◆ **Document passage**:

Patent 6,745,238, assigned to Oracle, is entitled "self service system for web site publishing." The abstract for this patent makes it clear that its scope is broad:

The web site system permits a site administrator to construct the overall structure, design and style of the web site. This allows for a comprehensive design as well as a common look and feel for the web site. The web site system permits content for the web site to originate from multiple content contributors. The publication of content is controlled by content owners. This permits assignment of content control to those persons familiar with the content.

The patent application ws filed in March, 2000; it was granted on June 1 of this year. Offhand, it would appear that Oracle has patented the content management system. Such systems form the core of many thousands of web sites, so the potential impact of this patent is large. It is worth a deeper look.

The "claims" section of the patent is even more impenetrable than usual:

A method for displaying content, comprising: receiving input that defines a set of perspectives, wherein each perspective in the set of perspectives is a cross category grouping of one or more content items, and wherein said one or more content items is in a plurality of content items; storing, in a database, the plurality of content items, wherein each of the plurality of content items belongs to one or more categories; receiving user input that associates subsets of said set of perspectives with each of said plurality of content items; and in response to a request to display a web page that contains one of said plurality of content items, displaying on said web page a selectable control for each perspective in the subset of said set of perspectives that is associated with said one of said plurality of content items.

Translated into English, this claim would appear to be describing a database-backed web site which allows the display of articles with category metadata and comments attached. Further claims add search capabilities, a form interface, etc. All pretty standard stuff.

◆ **Data rows**:
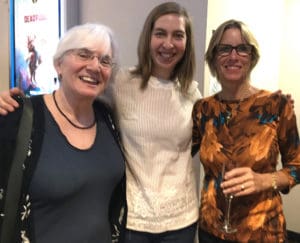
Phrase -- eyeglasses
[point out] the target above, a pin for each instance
(242, 50)
(85, 55)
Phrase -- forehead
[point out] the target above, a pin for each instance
(232, 36)
(170, 22)
(98, 45)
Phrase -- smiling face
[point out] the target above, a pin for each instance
(168, 43)
(233, 68)
(83, 76)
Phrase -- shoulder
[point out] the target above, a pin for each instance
(193, 91)
(124, 75)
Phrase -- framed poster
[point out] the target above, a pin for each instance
(35, 28)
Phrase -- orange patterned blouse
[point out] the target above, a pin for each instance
(251, 132)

◆ **Given exercise A**:
Print the Oracle patent passage in full, word for word.
◆ **Given exercise B**:
Arrange the rows from the line containing "Phrase -- forehead" through the last row as a Markdown table with the columns "No." and "Line", omitting blank lines.

◆ **Exercise result A**:
Patent 6,745,238, assigned to Oracle, is entitled "self service system for web site publishing." The abstract for this patent makes it clear that its scope is broad:

The web site system permits a site administrator to construct the overall structure, design and style of the web site. This allows for a comprehensive design as well as a common look and feel for the web site. The web site system permits content for the web site to originate from multiple content contributors. The publication of content is controlled by content owners. This permits assignment of content control to those persons familiar with the content.

The patent application ws filed in March, 2000; it was granted on June 1 of this year. Offhand, it would appear that Oracle has patented the content management system. Such systems form the core of many thousands of web sites, so the potential impact of this patent is large. It is worth a deeper look.

The "claims" section of the patent is even more impenetrable than usual:

A method for displaying content, comprising: receiving input that defines a set of perspectives, wherein each perspective in the set of perspectives is a cross category grouping of one or more content items, and wherein said one or more content items is in a plurality of content items; storing, in a database, the plurality of content items, wherein each of the plurality of content items belongs to one or more categories; receiving user input that associates subsets of said set of perspectives with each of said plurality of content items; and in response to a request to display a web page that contains one of said plurality of content items, displaying on said web page a selectable control for each perspective in the subset of said set of perspectives that is associated with said one of said plurality of content items.

Translated into English, this claim would appear to be describing a database-backed web site which allows the display of articles with category metadata and comments attached. Further claims add search capabilities, a form interface, etc. All pretty standard stuff.

◆ **Exercise result B**:
| No. | Line |
|---|---|
| 1 | Phrase -- forehead |
| 2 | [point out] the target above, a pin for each instance |
| 3 | (232, 36) |
| 4 | (170, 22) |
| 5 | (98, 45) |
| 6 | Phrase -- smiling face |
| 7 | [point out] the target above, a pin for each instance |
| 8 | (168, 43) |
| 9 | (233, 68) |
| 10 | (83, 76) |
| 11 | Phrase -- shoulder |
| 12 | [point out] the target above, a pin for each instance |
| 13 | (193, 91) |
| 14 | (124, 75) |
| 15 | Phrase -- framed poster |
| 16 | [point out] the target above, a pin for each instance |
| 17 | (35, 28) |
| 18 | Phrase -- orange patterned blouse |
| 19 | [point out] the target above, a pin for each instance |
| 20 | (251, 132) |